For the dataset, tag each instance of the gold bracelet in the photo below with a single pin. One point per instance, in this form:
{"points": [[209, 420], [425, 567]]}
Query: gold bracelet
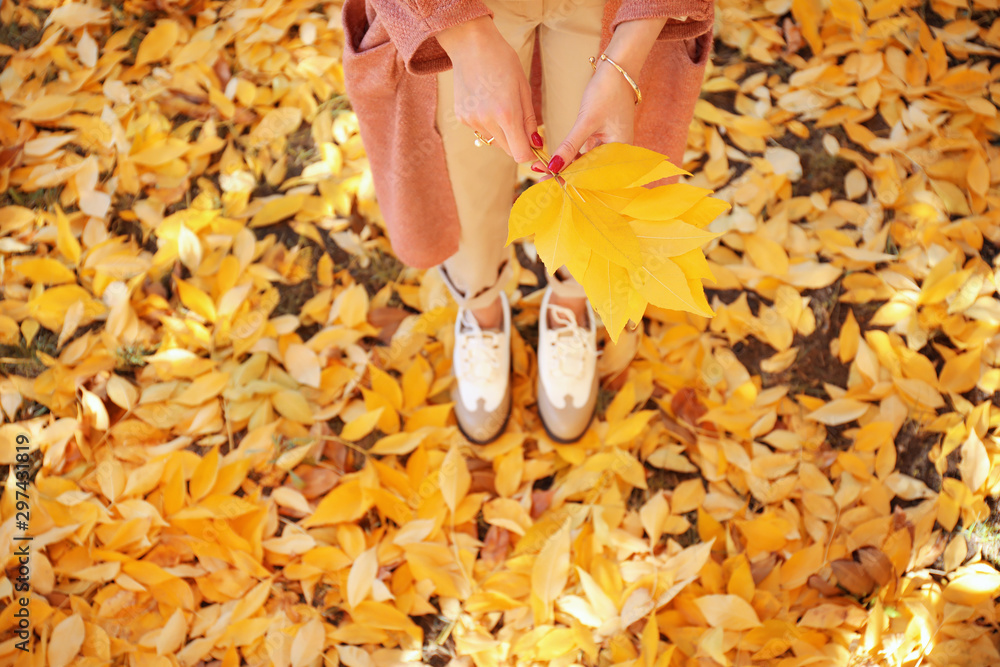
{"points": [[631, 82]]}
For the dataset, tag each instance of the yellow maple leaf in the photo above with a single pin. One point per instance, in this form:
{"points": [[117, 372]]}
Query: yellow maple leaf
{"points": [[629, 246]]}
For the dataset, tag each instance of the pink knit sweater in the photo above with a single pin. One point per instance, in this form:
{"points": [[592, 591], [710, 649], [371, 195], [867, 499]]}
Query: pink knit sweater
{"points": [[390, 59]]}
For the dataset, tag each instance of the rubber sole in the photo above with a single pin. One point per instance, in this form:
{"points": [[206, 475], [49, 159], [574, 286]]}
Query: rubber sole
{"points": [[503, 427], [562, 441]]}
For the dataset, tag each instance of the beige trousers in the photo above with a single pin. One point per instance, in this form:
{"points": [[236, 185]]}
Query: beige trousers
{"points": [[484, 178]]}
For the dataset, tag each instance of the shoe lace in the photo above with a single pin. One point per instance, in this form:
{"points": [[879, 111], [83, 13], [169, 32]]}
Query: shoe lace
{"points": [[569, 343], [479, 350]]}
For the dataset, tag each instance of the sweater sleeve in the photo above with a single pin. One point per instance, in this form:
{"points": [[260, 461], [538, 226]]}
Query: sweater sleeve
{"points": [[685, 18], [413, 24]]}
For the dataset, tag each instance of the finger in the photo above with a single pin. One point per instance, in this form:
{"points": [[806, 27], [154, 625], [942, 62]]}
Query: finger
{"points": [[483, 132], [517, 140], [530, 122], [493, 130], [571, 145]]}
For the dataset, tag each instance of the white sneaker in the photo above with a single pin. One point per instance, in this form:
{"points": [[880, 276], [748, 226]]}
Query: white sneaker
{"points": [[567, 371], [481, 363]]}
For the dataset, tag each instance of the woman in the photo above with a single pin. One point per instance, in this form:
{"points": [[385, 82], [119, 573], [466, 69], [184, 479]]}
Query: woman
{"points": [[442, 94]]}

++++++

Required work
Your task is to set down the records shown above exactly, minus any pictures.

Correct answer
For the dataset, tag each instance of the gold bracelet in the photo below with a single pin. One point per instance, in this form:
{"points": [[209, 420], [425, 567]]}
Query: gold bracelet
{"points": [[631, 82]]}
For the dataset, tag each instance of the yellow maple leaf in the photo above with a single pin. One point per instance, in this form:
{"points": [[117, 372]]}
Query: yellow maple leaf
{"points": [[629, 246]]}
For the dataset, tag each instance of the pink knit sweater in the photo above with a single pin. One point per instance, in this form:
{"points": [[592, 591], [710, 649], [371, 195], [867, 499]]}
Query: pink knit sweater
{"points": [[390, 59]]}
For the dataset, tag each instance of the rubber sole in the photo above with a single pin. One point per instance, in this form:
{"points": [[206, 475], [49, 159], [574, 286]]}
Query: rubber sole
{"points": [[503, 427], [562, 441]]}
For the dataset, tag each instance of the beige trousers in the photo above with a single pin. One point per instance, in this form:
{"points": [[236, 185]]}
Query: beige trousers
{"points": [[484, 178]]}
For the dataset, tag each instance of the shoe lace in the photo above with a single pin. One point per instance, in this form:
{"points": [[879, 111], [83, 13], [169, 32]]}
Query: shoe lace
{"points": [[569, 343], [479, 350]]}
For the dataset, tag each instance of the sweater sleeve in the photo above with a single pin. One point per instance, in this form:
{"points": [[260, 461], [538, 226]]}
Query: sweater sleeve
{"points": [[685, 18], [413, 24]]}
For the dataset, tag each instance of the finger in the photo above with a single pin. One point per instance, in this form:
{"points": [[806, 27], [154, 625], [942, 62]]}
Query: finger
{"points": [[483, 132], [517, 140], [530, 122], [493, 130], [571, 145]]}
For the dataset, tag each instance of the white sneaker in the photo above with a single pin. One point per instance, in this form:
{"points": [[880, 276], [748, 226]]}
Query: white sneaker
{"points": [[567, 371], [481, 363]]}
For the dataset, tag each instance of the woman in the photo above with a single pin. One point per instance, in this form:
{"points": [[385, 82], [119, 573], [466, 69], [184, 479]]}
Query: woman
{"points": [[442, 94]]}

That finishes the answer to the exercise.